◆ EXERCISE DESCRIPTION ◆
Write out each entry, exactly the way it appears.

◆ ENTRIES SHOWN ◆

○ ○ ○

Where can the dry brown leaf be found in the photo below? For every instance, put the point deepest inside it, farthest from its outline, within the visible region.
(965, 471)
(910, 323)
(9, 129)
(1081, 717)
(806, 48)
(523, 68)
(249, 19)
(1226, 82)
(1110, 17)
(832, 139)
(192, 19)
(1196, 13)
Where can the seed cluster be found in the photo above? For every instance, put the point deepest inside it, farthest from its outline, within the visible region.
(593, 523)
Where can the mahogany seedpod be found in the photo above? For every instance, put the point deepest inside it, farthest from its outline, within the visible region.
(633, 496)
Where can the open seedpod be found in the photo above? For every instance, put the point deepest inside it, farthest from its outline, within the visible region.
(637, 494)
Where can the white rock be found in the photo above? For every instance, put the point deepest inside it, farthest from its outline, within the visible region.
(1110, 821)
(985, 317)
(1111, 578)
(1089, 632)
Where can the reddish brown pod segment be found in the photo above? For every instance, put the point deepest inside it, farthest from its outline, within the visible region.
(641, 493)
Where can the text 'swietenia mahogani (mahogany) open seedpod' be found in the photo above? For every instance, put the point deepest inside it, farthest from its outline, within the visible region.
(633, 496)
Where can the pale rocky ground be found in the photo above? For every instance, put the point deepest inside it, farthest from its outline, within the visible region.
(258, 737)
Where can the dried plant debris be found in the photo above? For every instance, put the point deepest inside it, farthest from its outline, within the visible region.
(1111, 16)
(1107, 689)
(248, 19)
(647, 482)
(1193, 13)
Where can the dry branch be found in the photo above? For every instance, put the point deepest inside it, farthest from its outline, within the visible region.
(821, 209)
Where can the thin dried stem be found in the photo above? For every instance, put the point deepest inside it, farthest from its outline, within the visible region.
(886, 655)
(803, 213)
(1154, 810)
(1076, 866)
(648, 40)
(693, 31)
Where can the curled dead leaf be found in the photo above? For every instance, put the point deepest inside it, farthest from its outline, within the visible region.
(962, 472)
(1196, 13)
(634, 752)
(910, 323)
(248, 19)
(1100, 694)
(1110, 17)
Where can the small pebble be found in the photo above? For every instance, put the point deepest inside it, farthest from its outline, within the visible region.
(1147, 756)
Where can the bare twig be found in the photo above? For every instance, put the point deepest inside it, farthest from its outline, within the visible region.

○ ○ ○

◆ THE REPLY ◆
Where can the dry brown leaf be found in the photo below? For every instance, put the point deepest inside it, farthest from its outline, within the visible region.
(965, 471)
(910, 323)
(9, 129)
(1081, 717)
(806, 48)
(523, 68)
(249, 19)
(1226, 82)
(1110, 17)
(832, 139)
(192, 19)
(1196, 13)
Where can the seed cluster be found in the photo above? For every instance, put the point deepest inside it, farthest from its outline, within the visible region.
(593, 523)
Where can the mahogany seedpod be found in the photo above? For every instance, put the point deepest inside it, farthest from its outline, within the visible region.
(633, 496)
Where can the open seedpod be found in the photo above? For every instance, put the point deepest inside it, farthest from its outline, within the visible region.
(637, 494)
Where can the white rock be found in the photo above? For every instance, put the point deepest inside it, farthest from its outline, within the visible region.
(1110, 821)
(985, 317)
(1111, 578)
(1089, 632)
Where can the reddish brown pod segment be found in the photo above? For every instance, put the point deepest inside it, farthest from its outline, within the visible region.
(641, 493)
Where can the text 'swietenia mahogani (mahogany) open seedpod' be found in the photo above? For every instance, put the point deepest inside it, farthest from its outline, within the visible region.
(633, 496)
Where can the pale rocky ground be found in the photo above? For every instance, put the point deepest inside it, farthest from its outline, within the visible region.
(258, 737)
Where can the dried plant debris be found in the photo above? For every instance, put the point deepest inside it, farthest from its outline, within the visible region.
(1111, 16)
(1107, 689)
(248, 19)
(647, 482)
(1193, 13)
Where can the dry branch be found in the photo above? For every instance, put the point deepest inside it, farthest from its outline, within the visible region.
(821, 209)
Where can the thin dried stem be found in the photo above? For every instance, put the point deepest inside it, farthest from its outline, within the visible region.
(886, 655)
(803, 213)
(1154, 810)
(1076, 866)
(648, 40)
(693, 31)
Where can the curled dead leaf be found in the photo above? For every instance, put the point deepest inside it, farthest from its outline, within the visible region.
(962, 472)
(1196, 13)
(634, 752)
(910, 323)
(248, 19)
(1100, 694)
(1110, 17)
Where can the small pebble be found in the photo above? For every instance, put the point deepest inside it, farthest from its outline, within the visible region.
(1147, 756)
Where can the bare twig be found in the photo above? For every instance, put the point deepest inside it, farthest from its outline, within the visible region.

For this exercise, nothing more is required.